## SOURCE MATERIAL:
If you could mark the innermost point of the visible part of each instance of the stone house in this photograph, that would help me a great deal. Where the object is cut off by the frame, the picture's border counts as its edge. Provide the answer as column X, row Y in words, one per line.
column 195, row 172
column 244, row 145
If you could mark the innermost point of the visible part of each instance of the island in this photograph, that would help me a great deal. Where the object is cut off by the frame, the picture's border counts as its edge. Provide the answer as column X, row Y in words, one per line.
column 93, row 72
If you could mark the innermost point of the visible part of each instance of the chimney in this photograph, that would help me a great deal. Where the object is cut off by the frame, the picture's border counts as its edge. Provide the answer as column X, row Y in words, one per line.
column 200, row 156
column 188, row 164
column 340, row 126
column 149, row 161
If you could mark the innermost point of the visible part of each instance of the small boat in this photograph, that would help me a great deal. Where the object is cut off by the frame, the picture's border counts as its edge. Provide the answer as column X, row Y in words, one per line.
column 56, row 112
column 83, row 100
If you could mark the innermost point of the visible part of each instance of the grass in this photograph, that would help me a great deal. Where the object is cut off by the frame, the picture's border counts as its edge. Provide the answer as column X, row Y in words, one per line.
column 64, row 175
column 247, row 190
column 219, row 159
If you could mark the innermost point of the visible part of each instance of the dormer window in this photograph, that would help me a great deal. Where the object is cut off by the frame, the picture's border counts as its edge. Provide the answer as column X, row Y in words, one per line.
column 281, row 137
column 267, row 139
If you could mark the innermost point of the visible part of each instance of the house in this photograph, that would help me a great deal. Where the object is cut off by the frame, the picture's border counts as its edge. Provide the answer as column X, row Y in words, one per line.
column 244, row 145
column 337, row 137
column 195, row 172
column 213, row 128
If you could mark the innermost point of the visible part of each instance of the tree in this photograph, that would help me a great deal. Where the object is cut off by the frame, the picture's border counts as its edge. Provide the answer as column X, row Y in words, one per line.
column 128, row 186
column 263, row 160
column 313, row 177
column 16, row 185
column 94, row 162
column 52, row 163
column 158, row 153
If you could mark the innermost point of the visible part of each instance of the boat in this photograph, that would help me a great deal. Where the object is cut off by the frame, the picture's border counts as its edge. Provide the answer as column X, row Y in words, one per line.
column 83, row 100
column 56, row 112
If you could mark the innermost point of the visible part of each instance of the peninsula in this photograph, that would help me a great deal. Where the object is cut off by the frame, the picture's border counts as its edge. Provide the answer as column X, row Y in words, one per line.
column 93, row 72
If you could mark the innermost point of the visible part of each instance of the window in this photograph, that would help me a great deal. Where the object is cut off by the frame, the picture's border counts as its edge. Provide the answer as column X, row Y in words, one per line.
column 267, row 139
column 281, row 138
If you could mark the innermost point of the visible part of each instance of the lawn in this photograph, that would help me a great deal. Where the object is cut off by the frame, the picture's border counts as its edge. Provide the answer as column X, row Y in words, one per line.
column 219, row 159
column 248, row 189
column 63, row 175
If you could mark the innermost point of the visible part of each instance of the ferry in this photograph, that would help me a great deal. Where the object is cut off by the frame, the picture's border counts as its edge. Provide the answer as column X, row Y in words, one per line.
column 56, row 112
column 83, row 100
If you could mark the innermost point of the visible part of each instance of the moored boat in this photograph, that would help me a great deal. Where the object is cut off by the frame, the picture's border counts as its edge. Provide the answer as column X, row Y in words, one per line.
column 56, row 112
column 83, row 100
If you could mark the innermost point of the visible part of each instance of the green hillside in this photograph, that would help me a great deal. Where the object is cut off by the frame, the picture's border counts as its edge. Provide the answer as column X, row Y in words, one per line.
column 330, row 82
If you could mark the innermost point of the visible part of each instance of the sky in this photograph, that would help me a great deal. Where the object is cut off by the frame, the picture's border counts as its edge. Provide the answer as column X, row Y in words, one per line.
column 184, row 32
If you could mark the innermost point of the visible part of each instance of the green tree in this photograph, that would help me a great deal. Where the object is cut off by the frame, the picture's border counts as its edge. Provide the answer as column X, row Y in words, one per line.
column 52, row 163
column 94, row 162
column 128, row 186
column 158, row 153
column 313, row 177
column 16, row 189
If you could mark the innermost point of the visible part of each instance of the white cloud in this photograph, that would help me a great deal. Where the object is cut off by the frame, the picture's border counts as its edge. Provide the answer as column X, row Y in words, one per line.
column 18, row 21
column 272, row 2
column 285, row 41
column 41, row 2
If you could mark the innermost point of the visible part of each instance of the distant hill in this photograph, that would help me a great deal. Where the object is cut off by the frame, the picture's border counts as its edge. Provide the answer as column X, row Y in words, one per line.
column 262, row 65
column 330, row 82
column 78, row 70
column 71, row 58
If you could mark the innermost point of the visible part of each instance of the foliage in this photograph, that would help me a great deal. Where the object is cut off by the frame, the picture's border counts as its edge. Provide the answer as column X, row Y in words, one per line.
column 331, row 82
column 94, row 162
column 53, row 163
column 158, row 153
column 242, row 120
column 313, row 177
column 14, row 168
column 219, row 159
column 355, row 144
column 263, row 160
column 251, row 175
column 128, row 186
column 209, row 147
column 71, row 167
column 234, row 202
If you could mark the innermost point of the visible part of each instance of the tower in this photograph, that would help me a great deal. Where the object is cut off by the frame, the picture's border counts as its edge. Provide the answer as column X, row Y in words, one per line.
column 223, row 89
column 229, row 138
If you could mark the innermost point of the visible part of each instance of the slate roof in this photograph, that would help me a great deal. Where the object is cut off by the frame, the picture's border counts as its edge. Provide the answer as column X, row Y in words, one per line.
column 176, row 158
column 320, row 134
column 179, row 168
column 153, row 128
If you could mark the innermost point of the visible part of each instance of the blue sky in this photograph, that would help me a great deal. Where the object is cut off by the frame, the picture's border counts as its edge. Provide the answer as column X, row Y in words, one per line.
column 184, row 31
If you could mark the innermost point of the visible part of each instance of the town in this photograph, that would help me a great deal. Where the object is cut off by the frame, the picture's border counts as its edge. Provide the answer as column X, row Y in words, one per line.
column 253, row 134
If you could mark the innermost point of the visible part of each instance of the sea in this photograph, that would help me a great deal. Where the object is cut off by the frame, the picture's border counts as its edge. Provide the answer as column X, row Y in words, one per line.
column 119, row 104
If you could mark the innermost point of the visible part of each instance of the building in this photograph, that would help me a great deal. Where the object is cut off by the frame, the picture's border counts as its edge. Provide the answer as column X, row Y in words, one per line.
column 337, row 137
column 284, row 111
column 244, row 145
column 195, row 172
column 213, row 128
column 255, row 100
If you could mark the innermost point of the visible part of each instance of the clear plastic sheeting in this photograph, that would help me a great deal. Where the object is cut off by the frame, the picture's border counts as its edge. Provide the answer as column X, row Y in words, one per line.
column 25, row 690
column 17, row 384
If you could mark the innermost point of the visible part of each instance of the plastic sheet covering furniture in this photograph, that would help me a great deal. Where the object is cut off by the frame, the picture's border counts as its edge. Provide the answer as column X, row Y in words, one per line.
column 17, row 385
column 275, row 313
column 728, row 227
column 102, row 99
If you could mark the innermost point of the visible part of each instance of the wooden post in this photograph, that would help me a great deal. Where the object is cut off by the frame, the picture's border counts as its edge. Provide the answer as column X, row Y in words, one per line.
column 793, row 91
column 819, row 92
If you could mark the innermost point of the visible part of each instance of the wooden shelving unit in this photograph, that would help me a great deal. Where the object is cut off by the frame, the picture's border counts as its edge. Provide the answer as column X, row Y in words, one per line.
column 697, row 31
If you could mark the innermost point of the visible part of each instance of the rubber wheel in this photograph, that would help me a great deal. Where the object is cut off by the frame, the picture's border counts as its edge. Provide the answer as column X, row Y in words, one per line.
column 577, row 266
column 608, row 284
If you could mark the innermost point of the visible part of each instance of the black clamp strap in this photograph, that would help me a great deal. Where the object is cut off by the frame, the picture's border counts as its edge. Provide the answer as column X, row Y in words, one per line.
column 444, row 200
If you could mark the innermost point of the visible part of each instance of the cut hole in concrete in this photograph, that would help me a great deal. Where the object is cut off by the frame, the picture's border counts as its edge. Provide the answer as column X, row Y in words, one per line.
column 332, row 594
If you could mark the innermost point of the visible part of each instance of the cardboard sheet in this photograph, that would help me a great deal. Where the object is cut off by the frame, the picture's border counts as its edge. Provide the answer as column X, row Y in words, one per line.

## EXERCISE REQUIREMENTS:
Copy out the lines of the records from the one containing "of the foliage" through the one containing "column 242, row 120", both included, with no changes.

## THE RESPONSE:
If you could mark the innermost point of the visible part of each instance of the foliage in this photograph, that would help me a great deal. Where the object is cut off by the frame, the picture's border counts as its edge. Provide the answer as column X, row Y in words, one per line.
column 331, row 82
column 94, row 162
column 53, row 163
column 158, row 153
column 242, row 120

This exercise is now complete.